**What is asked**
List, as a numbered list without blank lines, the lines from the one that contains "Where can the sea" through the end of the material below. Leave the pictures out.

>> Start Source records

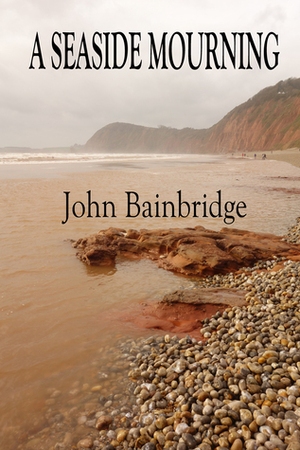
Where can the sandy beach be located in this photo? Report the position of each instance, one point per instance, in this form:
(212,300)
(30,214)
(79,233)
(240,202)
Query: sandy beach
(291,155)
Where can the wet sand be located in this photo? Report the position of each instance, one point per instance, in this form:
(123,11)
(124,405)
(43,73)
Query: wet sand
(291,155)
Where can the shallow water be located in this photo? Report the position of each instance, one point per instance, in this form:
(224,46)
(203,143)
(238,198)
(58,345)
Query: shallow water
(55,313)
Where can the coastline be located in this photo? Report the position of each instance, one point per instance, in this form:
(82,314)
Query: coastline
(238,390)
(291,155)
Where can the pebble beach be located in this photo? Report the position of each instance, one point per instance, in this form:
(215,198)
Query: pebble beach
(240,389)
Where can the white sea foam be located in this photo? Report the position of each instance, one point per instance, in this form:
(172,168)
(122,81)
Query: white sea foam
(60,157)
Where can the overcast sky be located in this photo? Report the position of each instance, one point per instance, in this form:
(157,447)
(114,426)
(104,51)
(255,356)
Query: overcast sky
(48,108)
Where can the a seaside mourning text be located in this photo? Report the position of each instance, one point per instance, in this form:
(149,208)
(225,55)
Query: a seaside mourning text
(195,50)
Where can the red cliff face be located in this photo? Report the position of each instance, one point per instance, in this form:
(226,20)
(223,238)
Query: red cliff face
(270,120)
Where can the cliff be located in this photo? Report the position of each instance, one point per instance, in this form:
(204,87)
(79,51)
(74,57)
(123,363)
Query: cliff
(270,120)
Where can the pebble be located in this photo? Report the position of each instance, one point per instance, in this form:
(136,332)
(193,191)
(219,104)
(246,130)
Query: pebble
(238,390)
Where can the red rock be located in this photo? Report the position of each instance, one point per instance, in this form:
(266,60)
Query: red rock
(190,251)
(182,311)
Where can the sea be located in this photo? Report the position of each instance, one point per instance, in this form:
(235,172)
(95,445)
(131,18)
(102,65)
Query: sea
(56,314)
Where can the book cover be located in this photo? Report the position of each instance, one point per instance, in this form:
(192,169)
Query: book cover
(149,167)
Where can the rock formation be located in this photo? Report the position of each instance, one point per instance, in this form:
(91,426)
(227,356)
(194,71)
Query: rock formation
(189,251)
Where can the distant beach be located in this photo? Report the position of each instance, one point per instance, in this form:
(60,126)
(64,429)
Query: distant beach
(291,155)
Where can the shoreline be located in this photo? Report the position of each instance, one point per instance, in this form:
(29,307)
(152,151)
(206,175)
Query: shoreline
(238,390)
(291,155)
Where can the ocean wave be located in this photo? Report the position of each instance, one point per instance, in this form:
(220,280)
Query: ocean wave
(55,157)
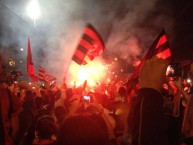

>> End Source records

**Output of the task**
1. Where can the sea be located in this photo? Report the position of each instance, one point per instance, in this form:
2. (235,172)
3. (95,445)
4. (131,18)
5. (102,65)
6. Query: sea
7. (56,314)
8. Where can the book cover be located in this photo? Report the position of each instance, one point per instance, in this form:
9. (192,169)
10. Query: book cover
11. (149,167)
12. Where can the rock formation be located in this photo? Report the position of each instance, one point per instance, in this form:
13. (91,426)
14. (227,356)
15. (194,71)
16. Query: rock formation
17. (189,251)
18. Where can the distant beach be located in this photo? Report the position of each instance, one point per instance, in this form:
19. (60,126)
20. (64,429)
21. Query: distant beach
22. (291,155)
23. Where can the shoreline be located in this photo? Report the position of each instance, one point per instance, in this form:
24. (29,307)
25. (152,151)
26. (206,175)
27. Query: shoreline
28. (238,390)
29. (291,155)
30. Where can the ocean wave be located in this photo? Report the position of each instance, one point per instance, in this form:
31. (220,280)
32. Query: ocean wave
33. (55,157)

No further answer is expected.